(Dataset items about object locations)
--- start ---
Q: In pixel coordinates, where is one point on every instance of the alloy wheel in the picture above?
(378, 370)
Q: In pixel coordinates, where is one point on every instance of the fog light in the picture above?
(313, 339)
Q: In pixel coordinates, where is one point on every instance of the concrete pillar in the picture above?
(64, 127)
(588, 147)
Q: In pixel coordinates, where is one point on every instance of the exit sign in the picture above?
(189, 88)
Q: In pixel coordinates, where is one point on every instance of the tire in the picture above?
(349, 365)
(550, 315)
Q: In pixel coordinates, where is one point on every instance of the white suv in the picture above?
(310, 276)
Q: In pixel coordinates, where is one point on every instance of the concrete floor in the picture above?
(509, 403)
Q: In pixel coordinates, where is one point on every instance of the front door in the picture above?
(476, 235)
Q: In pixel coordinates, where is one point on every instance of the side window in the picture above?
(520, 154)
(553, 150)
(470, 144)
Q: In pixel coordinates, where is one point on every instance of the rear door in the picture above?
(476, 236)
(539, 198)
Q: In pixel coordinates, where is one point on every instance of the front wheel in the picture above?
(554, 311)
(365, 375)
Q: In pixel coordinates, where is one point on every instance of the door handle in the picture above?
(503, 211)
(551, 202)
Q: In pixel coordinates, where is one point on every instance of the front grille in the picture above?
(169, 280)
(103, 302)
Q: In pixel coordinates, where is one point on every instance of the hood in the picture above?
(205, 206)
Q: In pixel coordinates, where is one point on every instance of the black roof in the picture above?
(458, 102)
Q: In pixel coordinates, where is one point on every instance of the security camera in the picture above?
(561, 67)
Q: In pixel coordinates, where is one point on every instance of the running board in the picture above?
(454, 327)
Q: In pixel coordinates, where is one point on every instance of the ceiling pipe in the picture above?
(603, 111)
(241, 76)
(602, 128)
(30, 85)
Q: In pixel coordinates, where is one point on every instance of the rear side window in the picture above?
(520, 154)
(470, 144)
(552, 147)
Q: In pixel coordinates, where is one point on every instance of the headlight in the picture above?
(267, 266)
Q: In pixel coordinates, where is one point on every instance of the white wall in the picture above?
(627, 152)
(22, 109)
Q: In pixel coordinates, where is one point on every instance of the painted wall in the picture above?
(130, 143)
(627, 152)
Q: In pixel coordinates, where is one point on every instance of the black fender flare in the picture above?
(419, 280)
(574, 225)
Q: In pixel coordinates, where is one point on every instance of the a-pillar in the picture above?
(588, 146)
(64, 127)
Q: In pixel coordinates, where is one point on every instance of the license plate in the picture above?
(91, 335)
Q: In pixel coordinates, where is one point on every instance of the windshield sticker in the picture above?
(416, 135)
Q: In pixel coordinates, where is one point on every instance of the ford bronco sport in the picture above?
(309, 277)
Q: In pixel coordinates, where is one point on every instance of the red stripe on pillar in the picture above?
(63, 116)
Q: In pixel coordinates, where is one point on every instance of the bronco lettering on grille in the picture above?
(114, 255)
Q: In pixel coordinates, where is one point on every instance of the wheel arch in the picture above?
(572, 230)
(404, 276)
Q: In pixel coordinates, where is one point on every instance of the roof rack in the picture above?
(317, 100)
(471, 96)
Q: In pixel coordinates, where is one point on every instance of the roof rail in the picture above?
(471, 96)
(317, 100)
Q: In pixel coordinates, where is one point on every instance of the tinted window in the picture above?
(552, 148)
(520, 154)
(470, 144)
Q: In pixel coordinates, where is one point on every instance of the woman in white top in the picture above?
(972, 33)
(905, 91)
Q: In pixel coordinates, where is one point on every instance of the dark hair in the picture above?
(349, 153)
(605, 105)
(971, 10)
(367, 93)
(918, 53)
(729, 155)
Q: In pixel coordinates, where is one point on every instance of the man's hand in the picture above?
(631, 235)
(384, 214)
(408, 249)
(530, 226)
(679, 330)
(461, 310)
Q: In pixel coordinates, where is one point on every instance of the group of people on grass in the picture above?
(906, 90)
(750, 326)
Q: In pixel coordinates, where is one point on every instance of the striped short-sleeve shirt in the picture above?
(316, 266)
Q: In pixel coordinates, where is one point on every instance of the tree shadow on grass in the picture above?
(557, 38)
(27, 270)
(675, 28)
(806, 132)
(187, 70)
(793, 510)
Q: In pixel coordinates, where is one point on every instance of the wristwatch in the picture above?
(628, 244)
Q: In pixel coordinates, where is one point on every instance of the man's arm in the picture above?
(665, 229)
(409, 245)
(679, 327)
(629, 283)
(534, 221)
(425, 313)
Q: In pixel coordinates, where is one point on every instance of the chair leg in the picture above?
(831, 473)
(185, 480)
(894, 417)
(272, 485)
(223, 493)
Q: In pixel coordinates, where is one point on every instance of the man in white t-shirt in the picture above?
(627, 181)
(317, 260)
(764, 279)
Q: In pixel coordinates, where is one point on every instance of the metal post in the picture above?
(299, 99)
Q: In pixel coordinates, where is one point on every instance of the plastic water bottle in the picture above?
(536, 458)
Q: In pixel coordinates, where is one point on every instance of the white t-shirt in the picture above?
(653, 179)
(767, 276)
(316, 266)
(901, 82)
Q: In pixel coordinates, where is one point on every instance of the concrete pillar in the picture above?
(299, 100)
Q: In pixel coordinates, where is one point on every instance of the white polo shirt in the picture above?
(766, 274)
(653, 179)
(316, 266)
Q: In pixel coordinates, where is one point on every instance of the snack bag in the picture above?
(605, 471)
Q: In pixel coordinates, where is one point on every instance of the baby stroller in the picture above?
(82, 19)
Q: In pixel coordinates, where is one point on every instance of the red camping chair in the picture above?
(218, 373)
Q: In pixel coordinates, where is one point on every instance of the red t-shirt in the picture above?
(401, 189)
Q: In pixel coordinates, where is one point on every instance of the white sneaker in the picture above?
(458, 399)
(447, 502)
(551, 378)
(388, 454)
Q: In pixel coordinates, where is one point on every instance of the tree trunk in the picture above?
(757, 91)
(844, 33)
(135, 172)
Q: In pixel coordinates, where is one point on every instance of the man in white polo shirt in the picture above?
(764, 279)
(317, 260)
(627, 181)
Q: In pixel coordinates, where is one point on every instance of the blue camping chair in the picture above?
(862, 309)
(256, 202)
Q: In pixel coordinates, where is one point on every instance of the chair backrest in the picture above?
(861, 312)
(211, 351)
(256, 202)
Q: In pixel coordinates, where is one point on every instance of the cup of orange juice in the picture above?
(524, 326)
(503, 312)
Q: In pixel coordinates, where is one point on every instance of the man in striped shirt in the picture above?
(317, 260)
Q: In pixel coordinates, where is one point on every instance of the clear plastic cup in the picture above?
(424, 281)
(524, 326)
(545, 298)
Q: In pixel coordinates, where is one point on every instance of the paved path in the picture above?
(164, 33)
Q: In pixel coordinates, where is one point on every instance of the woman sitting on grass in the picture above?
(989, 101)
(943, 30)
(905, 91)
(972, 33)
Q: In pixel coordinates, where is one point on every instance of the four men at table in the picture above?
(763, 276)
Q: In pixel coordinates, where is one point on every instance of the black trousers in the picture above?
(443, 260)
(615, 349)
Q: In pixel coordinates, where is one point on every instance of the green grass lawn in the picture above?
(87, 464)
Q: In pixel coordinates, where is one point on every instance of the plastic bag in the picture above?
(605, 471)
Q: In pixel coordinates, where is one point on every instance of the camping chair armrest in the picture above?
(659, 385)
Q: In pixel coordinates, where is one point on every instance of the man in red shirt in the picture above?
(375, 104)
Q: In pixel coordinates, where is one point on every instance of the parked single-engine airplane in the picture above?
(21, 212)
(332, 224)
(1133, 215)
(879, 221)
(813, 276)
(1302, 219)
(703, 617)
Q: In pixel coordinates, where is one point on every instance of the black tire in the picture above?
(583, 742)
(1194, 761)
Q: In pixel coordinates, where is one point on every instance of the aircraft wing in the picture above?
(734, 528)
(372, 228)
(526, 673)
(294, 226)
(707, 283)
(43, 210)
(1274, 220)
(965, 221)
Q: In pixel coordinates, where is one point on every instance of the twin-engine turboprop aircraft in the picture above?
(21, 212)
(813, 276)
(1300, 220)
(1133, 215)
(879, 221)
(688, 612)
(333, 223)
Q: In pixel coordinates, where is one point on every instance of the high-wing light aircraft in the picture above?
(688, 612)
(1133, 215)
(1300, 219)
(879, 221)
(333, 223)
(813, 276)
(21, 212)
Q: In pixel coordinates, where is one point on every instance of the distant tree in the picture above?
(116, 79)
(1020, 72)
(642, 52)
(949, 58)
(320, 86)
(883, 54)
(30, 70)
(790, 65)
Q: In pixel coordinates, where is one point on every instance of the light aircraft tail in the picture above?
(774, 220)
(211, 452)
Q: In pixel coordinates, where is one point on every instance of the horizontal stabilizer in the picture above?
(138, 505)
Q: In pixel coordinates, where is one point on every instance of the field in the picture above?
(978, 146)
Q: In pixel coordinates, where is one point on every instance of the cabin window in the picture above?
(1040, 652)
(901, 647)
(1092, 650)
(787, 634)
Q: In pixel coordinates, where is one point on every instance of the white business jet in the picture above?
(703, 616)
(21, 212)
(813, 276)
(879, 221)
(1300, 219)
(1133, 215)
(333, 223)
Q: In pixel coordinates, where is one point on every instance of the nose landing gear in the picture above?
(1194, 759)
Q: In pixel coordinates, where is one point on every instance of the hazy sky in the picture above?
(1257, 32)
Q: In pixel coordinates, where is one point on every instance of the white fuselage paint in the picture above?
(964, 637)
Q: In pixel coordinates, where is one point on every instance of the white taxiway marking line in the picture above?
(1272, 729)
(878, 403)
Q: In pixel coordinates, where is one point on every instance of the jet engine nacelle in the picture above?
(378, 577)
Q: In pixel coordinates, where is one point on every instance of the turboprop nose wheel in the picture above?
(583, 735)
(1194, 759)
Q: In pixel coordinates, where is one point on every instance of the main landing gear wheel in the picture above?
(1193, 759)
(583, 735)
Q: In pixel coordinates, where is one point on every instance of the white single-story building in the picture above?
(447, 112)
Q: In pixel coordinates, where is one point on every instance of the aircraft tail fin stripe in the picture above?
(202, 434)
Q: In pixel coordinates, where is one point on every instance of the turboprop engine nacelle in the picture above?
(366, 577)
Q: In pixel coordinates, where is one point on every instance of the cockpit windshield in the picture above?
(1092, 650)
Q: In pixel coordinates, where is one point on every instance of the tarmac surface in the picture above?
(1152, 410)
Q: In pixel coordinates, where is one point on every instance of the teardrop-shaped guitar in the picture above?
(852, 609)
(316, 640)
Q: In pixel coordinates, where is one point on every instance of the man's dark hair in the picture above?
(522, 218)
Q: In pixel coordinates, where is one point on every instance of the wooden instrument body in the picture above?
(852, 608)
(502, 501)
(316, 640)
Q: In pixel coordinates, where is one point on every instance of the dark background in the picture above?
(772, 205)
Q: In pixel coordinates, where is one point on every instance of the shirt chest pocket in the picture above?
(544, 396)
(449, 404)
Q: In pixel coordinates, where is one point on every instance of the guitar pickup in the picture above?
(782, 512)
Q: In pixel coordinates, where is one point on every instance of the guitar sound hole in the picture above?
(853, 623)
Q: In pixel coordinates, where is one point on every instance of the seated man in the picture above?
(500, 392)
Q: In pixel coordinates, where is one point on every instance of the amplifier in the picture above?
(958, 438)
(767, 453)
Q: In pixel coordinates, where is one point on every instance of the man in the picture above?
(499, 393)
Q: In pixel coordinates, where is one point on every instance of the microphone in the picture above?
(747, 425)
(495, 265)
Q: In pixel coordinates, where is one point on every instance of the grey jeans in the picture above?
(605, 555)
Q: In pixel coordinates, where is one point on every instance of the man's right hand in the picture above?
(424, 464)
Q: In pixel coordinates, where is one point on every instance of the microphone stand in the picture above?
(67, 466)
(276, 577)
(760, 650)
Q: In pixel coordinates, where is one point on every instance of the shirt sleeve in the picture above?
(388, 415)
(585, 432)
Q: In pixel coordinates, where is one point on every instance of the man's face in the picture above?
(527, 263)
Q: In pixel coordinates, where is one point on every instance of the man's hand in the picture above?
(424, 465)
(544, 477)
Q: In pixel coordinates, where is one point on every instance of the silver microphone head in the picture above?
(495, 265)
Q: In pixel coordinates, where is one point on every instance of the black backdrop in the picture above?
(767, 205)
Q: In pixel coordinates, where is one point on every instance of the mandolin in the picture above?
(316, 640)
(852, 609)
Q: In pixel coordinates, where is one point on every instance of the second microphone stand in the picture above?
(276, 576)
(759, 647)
--- end ---
- TASK DIRECTIONS:
Recast the part of the items that opens with the line containing "sleeve in the picture above?" and closes with the last line of the items as a JSON list of strings. Include both ends, give one string per line, and leave out blank lines.

- WRITTEN SOLUTION:
[
  "Q: In pixel coordinates, where is one point on every instance of the shirt sleeve in the picture above?",
  "(388, 415)",
  "(585, 432)",
  "Q: In pixel coordinates, where is one point on every instance of the man's face in the picture above?",
  "(527, 263)",
  "Q: In pixel coordinates, where is one point on every instance of the man's hand in the picture above?",
  "(424, 465)",
  "(544, 477)",
  "Q: In pixel coordinates, where is one point on every instance of the silver microphone head in the picture above?",
  "(495, 265)",
  "Q: In pixel coordinates, where is one point on every instance of the black backdrop in the picture above?",
  "(767, 205)",
  "Q: In pixel coordinates, where is one point on every instance of the mandolin in the picture above?",
  "(316, 640)",
  "(852, 609)",
  "Q: In pixel coordinates, where is one point on every instance of the second microphone stand in the picture above?",
  "(276, 576)",
  "(759, 647)"
]